### REQUISITOS
Por favor, transcreva todas as linhas abaixo sem nenhuma alteração.

### LINHAS DE DADOS
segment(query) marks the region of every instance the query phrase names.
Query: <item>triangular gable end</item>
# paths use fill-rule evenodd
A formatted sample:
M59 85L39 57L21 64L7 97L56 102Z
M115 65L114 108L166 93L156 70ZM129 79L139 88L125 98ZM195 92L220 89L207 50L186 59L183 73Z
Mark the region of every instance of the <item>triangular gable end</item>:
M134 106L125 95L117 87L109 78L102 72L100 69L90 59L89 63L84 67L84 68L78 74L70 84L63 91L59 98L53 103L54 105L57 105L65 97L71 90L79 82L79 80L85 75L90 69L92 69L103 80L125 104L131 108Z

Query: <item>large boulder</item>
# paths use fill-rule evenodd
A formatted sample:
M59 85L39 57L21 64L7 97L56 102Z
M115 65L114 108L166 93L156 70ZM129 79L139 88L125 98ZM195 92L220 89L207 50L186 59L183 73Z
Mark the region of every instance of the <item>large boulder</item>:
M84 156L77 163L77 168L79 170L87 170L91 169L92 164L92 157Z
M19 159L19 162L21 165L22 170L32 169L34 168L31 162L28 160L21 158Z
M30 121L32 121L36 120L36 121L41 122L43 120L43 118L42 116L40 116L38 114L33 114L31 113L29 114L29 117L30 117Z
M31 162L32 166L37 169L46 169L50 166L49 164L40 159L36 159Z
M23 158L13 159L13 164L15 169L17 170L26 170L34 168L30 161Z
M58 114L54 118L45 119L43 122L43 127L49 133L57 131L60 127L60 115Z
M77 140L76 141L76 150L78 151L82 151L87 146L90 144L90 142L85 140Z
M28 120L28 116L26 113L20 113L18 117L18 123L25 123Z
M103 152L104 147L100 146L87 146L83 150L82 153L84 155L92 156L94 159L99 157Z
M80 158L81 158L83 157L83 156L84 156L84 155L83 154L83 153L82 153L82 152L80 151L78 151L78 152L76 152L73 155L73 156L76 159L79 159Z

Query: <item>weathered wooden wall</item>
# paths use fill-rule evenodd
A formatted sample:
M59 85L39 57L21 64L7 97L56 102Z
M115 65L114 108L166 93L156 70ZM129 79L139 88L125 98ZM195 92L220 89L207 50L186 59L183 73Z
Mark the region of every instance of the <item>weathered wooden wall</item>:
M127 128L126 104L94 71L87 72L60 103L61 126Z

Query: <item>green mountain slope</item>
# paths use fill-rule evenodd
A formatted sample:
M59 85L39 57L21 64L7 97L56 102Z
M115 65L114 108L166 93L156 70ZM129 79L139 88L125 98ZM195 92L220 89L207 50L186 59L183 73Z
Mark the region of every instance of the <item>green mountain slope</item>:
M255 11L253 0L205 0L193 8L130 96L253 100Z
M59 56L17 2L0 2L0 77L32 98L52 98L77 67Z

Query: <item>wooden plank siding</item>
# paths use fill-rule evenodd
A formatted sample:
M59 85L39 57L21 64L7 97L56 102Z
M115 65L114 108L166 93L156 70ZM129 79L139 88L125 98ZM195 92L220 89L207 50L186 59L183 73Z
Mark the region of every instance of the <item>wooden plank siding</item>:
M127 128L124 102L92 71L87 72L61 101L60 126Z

### RESPOSTA DO EXERCÍCIO
segment(query) marks the region of every instance the query phrase names.
Query: <item>triangular gable end</item>
# paths use fill-rule evenodd
A formatted sample:
M59 85L39 57L21 64L7 97L56 102Z
M115 65L114 108L166 93L156 70ZM129 79L139 88L125 98ZM195 92L220 89L207 50L186 59L183 73Z
Mark the region of every instance of the <item>triangular gable end</item>:
M134 106L125 95L117 87L109 78L102 72L100 69L90 59L89 63L84 67L84 68L78 74L70 84L63 91L59 98L53 103L54 105L57 105L65 97L71 90L79 82L79 80L85 75L90 69L92 69L103 80L125 104L131 108Z

Query: <item>large boulder</item>
# paths use fill-rule evenodd
A formatted sample:
M59 85L39 57L21 64L7 97L56 102Z
M115 65L114 108L166 93L156 70ZM129 79L139 88L125 98ZM195 92L220 89L207 50L186 59L183 73Z
Mark the region of every instance of the <item>large boulder</item>:
M84 156L77 163L77 168L79 170L87 170L91 169L92 164L92 157Z
M19 159L19 162L21 165L22 170L32 169L34 168L31 162L28 160L21 158Z
M30 121L32 121L36 120L36 121L41 122L43 120L43 118L42 116L40 116L38 114L33 114L31 113L29 114L29 117L30 117Z
M31 162L32 166L37 169L46 169L50 166L49 164L40 159L36 159Z
M23 158L13 159L13 164L15 169L17 170L26 170L34 168L30 161Z
M58 114L54 118L45 119L43 122L43 127L49 133L57 131L60 127L60 115Z
M77 140L76 141L76 150L78 151L82 151L87 146L90 144L90 142L85 140Z
M28 120L28 116L26 113L20 113L18 117L18 123L25 123Z
M103 152L104 147L100 146L87 146L83 150L82 153L84 155L92 156L94 159L99 157Z
M80 158L81 158L83 157L83 156L84 156L84 155L83 154L83 153L82 153L82 152L80 151L78 151L78 152L76 152L73 155L73 156L76 159L79 159Z

Query: <item>weathered wooden wall</item>
# paths use fill-rule evenodd
A formatted sample:
M59 85L39 57L21 64L7 97L56 102Z
M115 65L114 108L166 93L156 70ZM129 79L139 88L125 98ZM195 92L220 89L207 50L186 59L183 73Z
Mark the region of every instance of the <item>weathered wooden wall</item>:
M127 128L126 104L94 71L87 72L60 103L61 126Z

Query: <item>green mountain slope</item>
# paths use fill-rule evenodd
A formatted sample:
M59 85L39 57L21 64L7 97L56 102Z
M115 65L114 108L166 93L156 70ZM129 79L139 88L125 98ZM195 92L220 89L207 50L186 59L183 73Z
Mark the region of every instance of the <item>green mountain slope</item>:
M255 11L253 0L205 0L193 8L130 96L253 100Z
M59 56L17 2L0 2L0 77L32 98L52 98L77 67Z

Query: <item>wooden plank siding</item>
# paths use fill-rule evenodd
A formatted sample:
M59 85L39 57L21 64L7 97L56 102Z
M115 65L114 108L166 93L156 70ZM129 79L139 88L125 98ZM195 92L220 89L207 50L186 59L183 73Z
Mark the region of every instance of the <item>wooden plank siding</item>:
M127 128L124 102L92 71L87 72L61 101L60 126Z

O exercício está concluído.